VERSTÄNDNISFRAGEN →
a) Mit welchem Ausdruck beschreibt Joseph Little im Text über das Zinsumfeld die Lage der Zinsen?
b) Setze den Text über das Zinsumfeld nach seinem letzten Satz fort.

LESETEXT →
=======
“Wir befinden uns in einem Umfeld, in dem die Zinsen sehr lange niedrig bleiben werden”, sagt Joseph Little, globaler Chefstratege bei HSBC Global Asset Management in London. “Ich nenne es ‘für immer niedriger’.”

Nach Berücksichtigung der Inflation werden US-Treasuries, britische Gilts, deutsche Bundesanleihen und japanische Staatsanleihen im nächsten Jahrzehnt negative Erträge erzielen, erwartet Little. Das bedeutet, dass Sparer in Schwellenländer-Bonds und Aktien umschichten sollten, um das für ihren Ruhestand benötigte Einkommen zu generieren.

Diese Empfehlung steht im Widerspruch zu den Renditen, die in diesem Jahr inmitten der Coronavirus-Pandemie erzielt wurden. Denn ein starker Zufluss in die sicheren Häfen führte dazu, dass US-Staatsanleihen die Papiere der Entwicklungsländer um das Dreifache übertrafen.
=======
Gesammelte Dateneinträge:
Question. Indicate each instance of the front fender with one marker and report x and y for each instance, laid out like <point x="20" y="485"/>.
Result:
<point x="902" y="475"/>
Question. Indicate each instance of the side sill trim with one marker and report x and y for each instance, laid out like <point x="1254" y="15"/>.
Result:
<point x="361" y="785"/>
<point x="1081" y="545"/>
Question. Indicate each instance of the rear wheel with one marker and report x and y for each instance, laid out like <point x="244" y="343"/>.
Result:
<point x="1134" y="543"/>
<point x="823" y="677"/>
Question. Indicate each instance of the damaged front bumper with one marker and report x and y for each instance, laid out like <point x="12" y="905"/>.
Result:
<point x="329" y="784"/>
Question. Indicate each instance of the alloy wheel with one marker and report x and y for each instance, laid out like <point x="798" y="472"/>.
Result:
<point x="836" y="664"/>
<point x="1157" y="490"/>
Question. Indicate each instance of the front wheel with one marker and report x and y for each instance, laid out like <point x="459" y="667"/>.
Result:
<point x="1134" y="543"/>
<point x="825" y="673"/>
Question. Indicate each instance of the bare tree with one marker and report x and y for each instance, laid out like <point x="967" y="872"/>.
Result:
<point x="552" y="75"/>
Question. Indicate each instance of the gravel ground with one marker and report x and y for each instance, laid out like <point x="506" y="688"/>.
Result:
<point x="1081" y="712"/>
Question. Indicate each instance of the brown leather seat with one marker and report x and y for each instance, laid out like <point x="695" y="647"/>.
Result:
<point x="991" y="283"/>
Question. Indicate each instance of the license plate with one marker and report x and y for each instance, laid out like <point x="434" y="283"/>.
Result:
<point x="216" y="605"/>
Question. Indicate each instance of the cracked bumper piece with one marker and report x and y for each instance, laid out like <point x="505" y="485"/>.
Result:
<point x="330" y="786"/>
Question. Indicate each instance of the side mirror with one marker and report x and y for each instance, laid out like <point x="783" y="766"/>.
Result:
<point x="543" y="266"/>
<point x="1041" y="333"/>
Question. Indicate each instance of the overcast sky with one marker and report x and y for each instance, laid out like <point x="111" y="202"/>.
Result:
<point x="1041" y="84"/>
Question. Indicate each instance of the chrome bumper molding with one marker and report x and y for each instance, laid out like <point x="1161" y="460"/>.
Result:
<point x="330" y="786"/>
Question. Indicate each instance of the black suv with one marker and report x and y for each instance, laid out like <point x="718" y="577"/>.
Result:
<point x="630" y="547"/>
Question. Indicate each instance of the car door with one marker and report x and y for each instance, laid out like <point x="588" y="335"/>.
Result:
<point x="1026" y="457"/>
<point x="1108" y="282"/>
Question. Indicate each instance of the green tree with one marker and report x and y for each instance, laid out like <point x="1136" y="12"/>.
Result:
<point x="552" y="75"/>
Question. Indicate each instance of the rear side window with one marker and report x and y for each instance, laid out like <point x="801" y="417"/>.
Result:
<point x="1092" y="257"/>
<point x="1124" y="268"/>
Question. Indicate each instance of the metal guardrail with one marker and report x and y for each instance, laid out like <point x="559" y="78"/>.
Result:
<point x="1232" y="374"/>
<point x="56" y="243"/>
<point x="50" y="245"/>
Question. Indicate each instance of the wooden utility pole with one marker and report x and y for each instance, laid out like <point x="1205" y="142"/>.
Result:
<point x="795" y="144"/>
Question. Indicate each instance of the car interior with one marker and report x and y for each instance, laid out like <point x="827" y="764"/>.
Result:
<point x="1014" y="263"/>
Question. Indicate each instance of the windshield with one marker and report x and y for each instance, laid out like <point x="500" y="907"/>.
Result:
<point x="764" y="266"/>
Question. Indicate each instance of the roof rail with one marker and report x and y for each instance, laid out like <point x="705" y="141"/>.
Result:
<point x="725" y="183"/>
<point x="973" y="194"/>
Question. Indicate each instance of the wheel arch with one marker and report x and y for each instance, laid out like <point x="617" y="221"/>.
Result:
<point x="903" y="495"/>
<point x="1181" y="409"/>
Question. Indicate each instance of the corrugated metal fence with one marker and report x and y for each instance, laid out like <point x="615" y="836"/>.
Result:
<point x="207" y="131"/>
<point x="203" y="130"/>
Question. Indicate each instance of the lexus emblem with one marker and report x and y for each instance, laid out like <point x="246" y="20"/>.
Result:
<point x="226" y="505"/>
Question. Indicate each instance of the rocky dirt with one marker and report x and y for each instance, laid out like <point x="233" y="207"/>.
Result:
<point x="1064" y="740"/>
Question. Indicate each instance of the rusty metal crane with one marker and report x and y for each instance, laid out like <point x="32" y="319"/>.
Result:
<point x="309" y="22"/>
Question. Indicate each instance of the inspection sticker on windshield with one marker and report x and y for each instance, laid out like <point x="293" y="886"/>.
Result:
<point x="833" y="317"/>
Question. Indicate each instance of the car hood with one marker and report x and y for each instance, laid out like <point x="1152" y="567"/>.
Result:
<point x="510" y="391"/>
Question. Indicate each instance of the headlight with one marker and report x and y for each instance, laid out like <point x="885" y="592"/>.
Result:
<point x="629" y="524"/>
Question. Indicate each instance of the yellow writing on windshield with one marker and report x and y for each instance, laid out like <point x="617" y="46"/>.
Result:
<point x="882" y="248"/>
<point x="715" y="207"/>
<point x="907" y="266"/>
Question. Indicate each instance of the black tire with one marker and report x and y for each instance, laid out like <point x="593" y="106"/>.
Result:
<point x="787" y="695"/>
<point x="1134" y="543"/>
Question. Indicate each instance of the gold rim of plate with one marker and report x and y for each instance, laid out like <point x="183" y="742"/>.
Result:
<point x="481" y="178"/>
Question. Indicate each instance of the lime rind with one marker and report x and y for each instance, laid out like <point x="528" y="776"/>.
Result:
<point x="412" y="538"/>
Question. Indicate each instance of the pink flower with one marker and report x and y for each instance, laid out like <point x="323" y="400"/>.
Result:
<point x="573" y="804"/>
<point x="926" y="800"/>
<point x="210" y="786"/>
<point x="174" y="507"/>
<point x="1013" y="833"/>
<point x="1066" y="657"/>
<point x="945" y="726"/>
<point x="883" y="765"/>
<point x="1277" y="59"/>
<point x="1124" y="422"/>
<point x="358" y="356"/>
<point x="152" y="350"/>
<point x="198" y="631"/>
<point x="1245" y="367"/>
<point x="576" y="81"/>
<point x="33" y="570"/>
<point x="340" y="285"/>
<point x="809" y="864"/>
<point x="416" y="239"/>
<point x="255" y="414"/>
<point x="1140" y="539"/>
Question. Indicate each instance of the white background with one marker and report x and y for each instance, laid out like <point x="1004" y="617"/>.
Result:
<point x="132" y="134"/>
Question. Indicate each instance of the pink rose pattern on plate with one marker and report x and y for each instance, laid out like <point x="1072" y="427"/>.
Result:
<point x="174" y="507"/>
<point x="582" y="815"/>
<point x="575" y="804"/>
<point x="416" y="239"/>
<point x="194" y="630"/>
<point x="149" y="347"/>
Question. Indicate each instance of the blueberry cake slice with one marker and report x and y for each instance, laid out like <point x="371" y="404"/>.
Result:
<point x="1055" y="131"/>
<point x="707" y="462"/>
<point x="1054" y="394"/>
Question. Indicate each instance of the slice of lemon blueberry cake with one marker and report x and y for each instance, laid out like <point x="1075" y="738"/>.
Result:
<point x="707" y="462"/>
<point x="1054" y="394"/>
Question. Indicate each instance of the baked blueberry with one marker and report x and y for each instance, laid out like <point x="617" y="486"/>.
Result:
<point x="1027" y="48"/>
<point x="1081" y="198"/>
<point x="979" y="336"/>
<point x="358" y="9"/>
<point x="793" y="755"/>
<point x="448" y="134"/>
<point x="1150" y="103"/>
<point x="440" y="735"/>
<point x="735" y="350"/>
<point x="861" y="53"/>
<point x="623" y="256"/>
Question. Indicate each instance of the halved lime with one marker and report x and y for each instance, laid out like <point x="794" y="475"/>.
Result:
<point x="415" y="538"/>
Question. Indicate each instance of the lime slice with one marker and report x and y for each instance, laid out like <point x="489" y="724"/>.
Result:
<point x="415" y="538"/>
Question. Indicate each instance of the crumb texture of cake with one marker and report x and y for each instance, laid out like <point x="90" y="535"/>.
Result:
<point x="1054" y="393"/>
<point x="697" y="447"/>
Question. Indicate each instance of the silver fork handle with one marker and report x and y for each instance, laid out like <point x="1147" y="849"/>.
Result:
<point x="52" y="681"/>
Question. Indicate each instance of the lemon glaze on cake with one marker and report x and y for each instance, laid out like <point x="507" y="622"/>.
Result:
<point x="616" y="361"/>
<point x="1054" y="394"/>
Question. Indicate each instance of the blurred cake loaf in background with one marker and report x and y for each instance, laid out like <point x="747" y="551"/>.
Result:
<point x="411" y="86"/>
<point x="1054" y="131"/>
=======
ANTWORTEN JE AUFGABE →
a) Er nennt es „für immer niedriger“.

b)
Staatsanleihen gelten nicht mehr als sichere Anlageklasse

“Wir brauchen eine grosse Neugewichtung unserer Portfolios”, sagte Little. „Die Staatsanleihen, die wir traditionell als sichere Anlageklasse angesehen haben, sind in Wirklichkeit ziemlich riskant geworden. Für die Anleger bedeutet dies, dass sie mutiger sein und über das gesamte Risikospektrum hinweg tätig werden müssen, um ihre Altersvorsorgeziele zu erreichen.“

Der Bestand an Anleihen mit negativen Renditen ist weltweit seit März um etwa 8 Billionen Dollar gewachsen und hat am 10. August 16 Billionen Dollar überschritten. Dies hat Vermögensverwalter gezwungen, sich nach Alternativen umzusehen, was die Zuflüsse in Schwellenländer mit angeschoben und US-Aktien auf Allzeithochs getrieben hat.

Der MSCI-Index für die Aktien der Schwellenländer hat seine Verluste für 2020 fast wieder wettgemachaufgeholt und steuert auf das fünfte Monatsplus zu.

Schwellenländer-Festung

Vermögenswerte aus Schwellenländern können besonders interessant sein, da sie von niedrigeren Zinsen, einem schwächeren Dollar, starken Rohstoffpreisen und der Rally an den weltweiten Aktienmärkten profitieren. "Diese Kombination von Makrokräften sollte die Schwellenländer ziemlich stützen”, sagte Little.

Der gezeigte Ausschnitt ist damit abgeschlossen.